(Extracted data entries)
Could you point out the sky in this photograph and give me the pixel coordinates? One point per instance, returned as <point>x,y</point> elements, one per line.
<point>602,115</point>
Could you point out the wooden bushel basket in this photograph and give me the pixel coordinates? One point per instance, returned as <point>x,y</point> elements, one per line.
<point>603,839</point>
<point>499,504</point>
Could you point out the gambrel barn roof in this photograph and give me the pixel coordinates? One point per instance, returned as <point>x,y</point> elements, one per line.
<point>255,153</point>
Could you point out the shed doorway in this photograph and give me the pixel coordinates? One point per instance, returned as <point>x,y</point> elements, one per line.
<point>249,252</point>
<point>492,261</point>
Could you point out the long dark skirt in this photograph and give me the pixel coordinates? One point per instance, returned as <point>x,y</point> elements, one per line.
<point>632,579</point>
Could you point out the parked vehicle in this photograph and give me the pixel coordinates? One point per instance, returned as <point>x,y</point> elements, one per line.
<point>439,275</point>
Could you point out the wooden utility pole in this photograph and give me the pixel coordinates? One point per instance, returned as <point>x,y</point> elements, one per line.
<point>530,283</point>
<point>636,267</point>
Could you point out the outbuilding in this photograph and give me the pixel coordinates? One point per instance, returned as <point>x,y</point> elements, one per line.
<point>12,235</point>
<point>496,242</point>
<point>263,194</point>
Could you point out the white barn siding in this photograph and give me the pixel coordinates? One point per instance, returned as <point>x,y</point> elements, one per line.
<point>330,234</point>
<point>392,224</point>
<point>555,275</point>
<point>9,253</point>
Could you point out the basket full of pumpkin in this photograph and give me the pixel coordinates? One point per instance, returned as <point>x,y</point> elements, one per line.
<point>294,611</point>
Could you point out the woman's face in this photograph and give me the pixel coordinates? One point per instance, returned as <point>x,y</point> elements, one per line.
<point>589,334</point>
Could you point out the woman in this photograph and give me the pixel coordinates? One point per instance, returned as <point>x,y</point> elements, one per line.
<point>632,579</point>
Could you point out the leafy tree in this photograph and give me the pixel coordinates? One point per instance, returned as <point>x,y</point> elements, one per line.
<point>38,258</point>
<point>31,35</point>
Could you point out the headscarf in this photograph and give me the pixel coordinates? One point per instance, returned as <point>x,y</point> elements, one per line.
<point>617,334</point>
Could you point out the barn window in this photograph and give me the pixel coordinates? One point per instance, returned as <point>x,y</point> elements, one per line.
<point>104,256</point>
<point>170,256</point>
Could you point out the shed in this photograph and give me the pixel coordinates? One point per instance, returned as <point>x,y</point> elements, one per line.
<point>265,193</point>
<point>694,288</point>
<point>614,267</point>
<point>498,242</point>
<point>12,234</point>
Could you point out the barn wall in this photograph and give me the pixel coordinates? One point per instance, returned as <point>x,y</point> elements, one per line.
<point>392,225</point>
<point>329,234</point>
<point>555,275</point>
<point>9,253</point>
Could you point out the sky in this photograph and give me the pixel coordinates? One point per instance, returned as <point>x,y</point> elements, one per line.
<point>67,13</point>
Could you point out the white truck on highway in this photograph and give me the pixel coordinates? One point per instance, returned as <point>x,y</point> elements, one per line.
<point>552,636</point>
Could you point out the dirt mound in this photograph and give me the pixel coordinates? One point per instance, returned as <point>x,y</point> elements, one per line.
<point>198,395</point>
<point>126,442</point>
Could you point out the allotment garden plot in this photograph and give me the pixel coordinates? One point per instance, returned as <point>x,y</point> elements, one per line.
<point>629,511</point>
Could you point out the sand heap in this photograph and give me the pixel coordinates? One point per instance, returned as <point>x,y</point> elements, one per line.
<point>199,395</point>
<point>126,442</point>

Aim of the exercise = Reproduce every line of the material above word for word.

Solution for this problem =
Could you point out the sky in this photograph and give me the pixel coordinates? One point per instance, returned as <point>x,y</point> elements, one per line.
<point>602,115</point>
Could you point out the wooden bushel basket in this photograph and give me the pixel coordinates? One point per instance, returned as <point>x,y</point> elements, one per line.
<point>603,839</point>
<point>499,504</point>
Could you point out the gambrel barn roof in this photograph and give me the pixel coordinates? One point per instance, returned as <point>x,y</point> elements, one per line.
<point>255,153</point>
Could you point out the shed doorway in this photograph and give me the pixel coordinates? One point per instance, returned as <point>x,y</point> elements, one per line.
<point>249,252</point>
<point>492,261</point>
Could you point out the long dark skirt in this photograph and give me the pixel coordinates? One point per instance, returned as <point>x,y</point> elements, one per line.
<point>632,579</point>
Could you point out the parked vehicle in this photograph and give me the pixel coordinates? One point per instance, returned as <point>x,y</point> elements, one per line.
<point>439,275</point>
Could you point out the wooden utility pole in this photograph and give me the pixel coordinates? One point per instance, returned as <point>x,y</point> elements, one per line.
<point>530,283</point>
<point>636,267</point>
Could you point out the outbuilding in this photograph and give me the pixel coordinates? One point per instance, returned as <point>x,y</point> elements, one per line.
<point>12,235</point>
<point>496,242</point>
<point>263,194</point>
Could you point out the white barn siding in this photograph and give me the pixel coordinates? One point per instance, returned as <point>x,y</point> elements, one per line.
<point>330,234</point>
<point>392,224</point>
<point>555,275</point>
<point>9,253</point>
Could you point out the basket full of pumpkin in this photograph and give me the pixel coordinates? One point per instance, returned as <point>x,y</point> elements, one per line.
<point>294,611</point>
Could you point out the woman's face in this photograph and give me the pixel coordinates? One point per instance, returned as <point>x,y</point> elements, one per line.
<point>589,334</point>
Could you point out the woman in this photograph and give me the pixel coordinates? One point per instance, returned as <point>x,y</point> elements, one per line.
<point>632,579</point>
Could you point out the leafy tree in this photograph and give me the pixel coordinates? One point per instance, returned as <point>x,y</point> elements, one per line.
<point>38,258</point>
<point>31,35</point>
Could you point out the headscarf in this photograph and give me the pixel coordinates? One point per instance, returned as <point>x,y</point> elements, one per line.
<point>617,334</point>
Could you point out the barn window in this photograph and give me the pixel coordinates? One point per instance, returned as <point>x,y</point> elements, one per line.
<point>104,256</point>
<point>170,256</point>
Could you point out the shed in this photograph and give me the pixel coordinates? One point per instance, returned as <point>x,y</point> elements, one per line.
<point>265,193</point>
<point>694,288</point>
<point>614,267</point>
<point>498,242</point>
<point>12,234</point>
Could you point out the barn wall in this photograph and give me the pixel coordinates? One point per instance, returned as <point>x,y</point> elements, one per line.
<point>392,225</point>
<point>329,234</point>
<point>555,275</point>
<point>9,253</point>
Could you point out the sky in this photograph and give me the pixel coordinates? One point per instance, returned as <point>x,y</point> elements, one per line.
<point>67,13</point>
Could you point out the white truck on highway in this photograph and give me the pixel coordinates? One point per instance, returned as <point>x,y</point> elements, one per line.
<point>552,636</point>
Could you point out the dirt mound in this photograph and give me the pixel coordinates? One point per instance, returned as <point>x,y</point> elements, one per line.
<point>198,395</point>
<point>126,442</point>
Could you point out the allotment garden plot in this photograph and give me the pixel coordinates? One point per instance, returned as <point>x,y</point> elements, one per line.
<point>629,511</point>
Could you point out the sand heap in this photograph and give me the pixel coordinates? One point per instance, returned as <point>x,y</point> elements, one per line.
<point>199,395</point>
<point>126,442</point>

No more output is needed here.